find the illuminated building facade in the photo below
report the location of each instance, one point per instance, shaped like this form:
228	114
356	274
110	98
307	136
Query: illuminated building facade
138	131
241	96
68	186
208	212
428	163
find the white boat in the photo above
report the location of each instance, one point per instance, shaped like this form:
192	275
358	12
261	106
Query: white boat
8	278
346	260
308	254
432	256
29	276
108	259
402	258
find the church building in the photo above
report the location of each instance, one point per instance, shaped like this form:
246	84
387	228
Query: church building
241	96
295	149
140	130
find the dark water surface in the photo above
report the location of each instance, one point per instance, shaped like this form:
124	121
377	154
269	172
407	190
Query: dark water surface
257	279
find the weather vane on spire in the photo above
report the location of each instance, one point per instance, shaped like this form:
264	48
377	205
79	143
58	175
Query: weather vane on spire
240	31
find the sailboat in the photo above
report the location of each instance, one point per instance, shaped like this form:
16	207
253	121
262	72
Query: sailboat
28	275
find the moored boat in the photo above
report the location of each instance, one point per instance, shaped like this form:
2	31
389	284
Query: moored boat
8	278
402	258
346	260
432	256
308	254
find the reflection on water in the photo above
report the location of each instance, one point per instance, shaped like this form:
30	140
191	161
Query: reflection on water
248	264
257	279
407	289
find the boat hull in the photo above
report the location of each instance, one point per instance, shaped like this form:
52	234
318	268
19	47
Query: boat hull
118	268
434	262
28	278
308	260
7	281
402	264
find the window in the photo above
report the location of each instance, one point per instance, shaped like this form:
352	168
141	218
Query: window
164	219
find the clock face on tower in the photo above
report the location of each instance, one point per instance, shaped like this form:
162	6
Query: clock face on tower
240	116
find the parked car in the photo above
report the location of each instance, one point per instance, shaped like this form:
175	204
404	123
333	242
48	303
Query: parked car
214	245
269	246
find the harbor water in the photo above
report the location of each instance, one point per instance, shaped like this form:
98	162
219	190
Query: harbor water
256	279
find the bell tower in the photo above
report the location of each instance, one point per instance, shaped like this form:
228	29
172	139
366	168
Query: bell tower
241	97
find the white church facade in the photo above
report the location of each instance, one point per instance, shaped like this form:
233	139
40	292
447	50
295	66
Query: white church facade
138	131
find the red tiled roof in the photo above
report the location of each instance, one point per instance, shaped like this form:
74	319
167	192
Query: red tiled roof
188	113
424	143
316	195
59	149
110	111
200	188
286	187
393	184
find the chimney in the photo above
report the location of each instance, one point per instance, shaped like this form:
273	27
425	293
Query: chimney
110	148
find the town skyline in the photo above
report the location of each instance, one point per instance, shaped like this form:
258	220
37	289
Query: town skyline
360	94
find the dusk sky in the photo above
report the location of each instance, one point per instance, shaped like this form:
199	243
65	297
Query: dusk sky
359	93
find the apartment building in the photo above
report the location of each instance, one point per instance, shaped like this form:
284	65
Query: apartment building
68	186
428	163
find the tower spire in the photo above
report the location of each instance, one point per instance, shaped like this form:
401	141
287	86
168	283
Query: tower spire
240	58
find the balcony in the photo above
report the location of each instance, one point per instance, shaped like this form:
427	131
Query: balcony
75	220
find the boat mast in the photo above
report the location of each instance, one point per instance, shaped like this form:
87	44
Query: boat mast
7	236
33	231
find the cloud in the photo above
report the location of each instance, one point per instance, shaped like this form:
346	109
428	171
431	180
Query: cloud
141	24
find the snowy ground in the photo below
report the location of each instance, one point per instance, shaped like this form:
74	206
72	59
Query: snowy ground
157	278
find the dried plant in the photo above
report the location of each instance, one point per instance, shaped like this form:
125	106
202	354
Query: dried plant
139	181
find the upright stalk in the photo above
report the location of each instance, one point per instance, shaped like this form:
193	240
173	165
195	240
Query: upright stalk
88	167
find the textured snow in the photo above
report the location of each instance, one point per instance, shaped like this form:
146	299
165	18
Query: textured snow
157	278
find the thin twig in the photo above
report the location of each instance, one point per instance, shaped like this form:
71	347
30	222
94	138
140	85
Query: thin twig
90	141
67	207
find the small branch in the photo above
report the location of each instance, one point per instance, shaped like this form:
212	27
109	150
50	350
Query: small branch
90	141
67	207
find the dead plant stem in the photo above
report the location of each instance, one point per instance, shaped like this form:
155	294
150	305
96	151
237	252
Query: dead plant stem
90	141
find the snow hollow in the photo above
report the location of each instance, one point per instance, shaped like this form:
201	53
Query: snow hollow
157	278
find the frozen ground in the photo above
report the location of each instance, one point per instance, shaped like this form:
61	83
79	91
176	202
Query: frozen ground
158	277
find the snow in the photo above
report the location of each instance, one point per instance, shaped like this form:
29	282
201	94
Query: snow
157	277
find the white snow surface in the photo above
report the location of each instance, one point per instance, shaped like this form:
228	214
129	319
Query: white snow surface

☆ ☆ ☆ ☆ ☆ ☆ ☆

▶ _Set task_
Give back each line above precisely as it stands.

▶ _Answer to this task_
find the illuminated building facade in the photo below
report the location of each instance, one point per instance, shaped like this form:
228	114
356	274
110	98
307	136
Query: illuminated building facade
138	131
241	96
68	186
208	212
428	163
find the white boat in the photo above
report the location of each instance, one point per instance, shaped like this form:
192	275
358	12
261	106
Query: white boat
8	278
346	260
308	254
432	256
29	276
108	259
402	258
find the church building in the photo above
report the location of each instance, one point per instance, shaped like this form:
246	84
387	228
Query: church building
241	96
295	149
140	130
find the dark water surface in the photo above
report the location of each instance, one point per instance, shaped like this form:
124	121
377	154
269	172
407	190
Query: dark water surface
257	279
find the weather vane on spire in the photo above
report the location of each instance, one point per instance, shaped like this form:
264	48
377	205
79	143
58	175
Query: weather vane on spire
240	31
find the sailboat in the photo above
report the location of each instance, one point per instance, shaped like this form:
16	207
253	121
262	72
Query: sailboat
28	275
find the moored boat in the photo above
report the location of each instance, one point per instance, shaped like this form:
2	31
389	284
Query: moored boat
8	278
402	258
346	260
432	256
308	254
find the reflection on water in the photo above
report the location of each instance, one point per instance, shaped like this form:
30	140
191	161
Query: reflection on water
248	264
257	279
407	289
find the boat hull in the photo above
report the location of each instance, one point per instance, shaped like this form:
52	234
318	268
19	47
Query: boat hull
118	268
434	262
28	278
308	260
7	281
402	264
find the window in the photo above
report the location of each instance, one point per instance, shaped like this form:
352	168
141	218
Query: window
164	219
find the clock face on tower in the photo above
report the location of each instance, one point per instance, shaped like this form:
162	6
Query: clock face on tower
240	116
find the parked car in the photo above
report the location of each instance, one point per instance, shaped like this form:
175	204
404	123
333	242
48	303
Query: parked car
214	245
269	246
find the harbor water in the photo above
report the location of each instance, one point per instance, shaped like this form:
98	162
219	190
Query: harbor water
256	279
find the bell tower in the photo above
report the location of each instance, one point per instance, shaped like this form:
228	29
172	139
366	168
Query: bell tower
241	97
find the white church facade in the photo above
report the location of each instance, one point per instance, shaped like this form:
233	139
40	292
447	50
295	66
Query: white church facade
138	131
find the red tiled roof in the photo above
report the location of each instance, one point per instance, shaped like this form:
74	319
167	192
Query: red tiled roof
188	113
424	143
316	195
59	149
110	111
200	188
286	187
393	184
find the chimney in the photo above
report the location of each instance, one point per instance, shaped like this form:
273	27
425	293
Query: chimney
110	148
find the town skyline in the photo above
report the location of each instance, one point per instance, shaped like this form:
258	220
37	289
Query: town skyline
360	94
find the dusk sky in the photo above
report the location of each instance, one point per instance, shaped like this form:
199	243
65	297
Query: dusk sky
359	93
find the apartment building in the photo above
report the location of each instance, one point per instance, shaped like this form:
284	65
Query: apartment building
68	186
428	163
find the tower spire in the photo above
report the location of each instance, one point per instance, shaped like this form:
401	141
287	86
168	283
Query: tower spire
240	58
find the balcony in the photo above
report the location of each instance, one point per instance, shaped like this form:
427	131
Query: balcony
75	220
find the boat mast in the photo above
report the location of each instance, one point per instance, shaped like this form:
87	44
Query: boat mast
7	236
33	231
find the cloud in the photo above
report the location of each instance, one point per instance, shaped like this form:
346	109
428	171
431	180
Query: cloud
141	24
find the snowy ground in the photo below
report the location of each instance, one point per instance, shaped like this form:
74	206
72	59
Query: snowy ground
157	278
find the dried plant in the photo above
report the location of each instance, one point per instance, shaped like this form:
125	106
202	354
Query: dried plant
139	181
find the upright stalk in the photo above
report the location of each instance, one point per instance, shaped like this form:
193	240
173	165
195	240
Query: upright stalk
88	167
find the textured snow in the photo above
report the location of each instance, one point per instance, shaped like this form:
146	299
165	18
Query: textured snow
157	278
find the thin twig in the photo above
report the location of each instance, one point per instance, shaped like this form:
71	347
30	222
94	138
140	85
Query: thin twig
90	141
67	207
find the small branch in the photo above
report the location of each instance, one point per instance, shaped like this form:
212	27
109	150
50	350
Query: small branch
90	141
67	207
find the dead plant stem in the photo above
report the location of each instance, one point per instance, shaped like this form:
155	294
150	305
96	151
237	252
Query: dead plant stem
90	141
find the snow hollow in the photo above
report the location of each instance, one point per instance, shaped like this form:
201	53
Query: snow hollow
157	278
find the frozen ground in the photo above
report the location of each instance, one point per instance, shaped like this form:
61	83
79	91
176	202
Query: frozen ground
158	277
find the snow in the photo above
report the location of each instance, one point per instance, shaped like this form:
29	282
201	94
Query: snow
157	277
find the white snow surface in the photo above
report the location of each instance, one point per instance, shaped like this form:
228	214
129	319
Query: white snow surface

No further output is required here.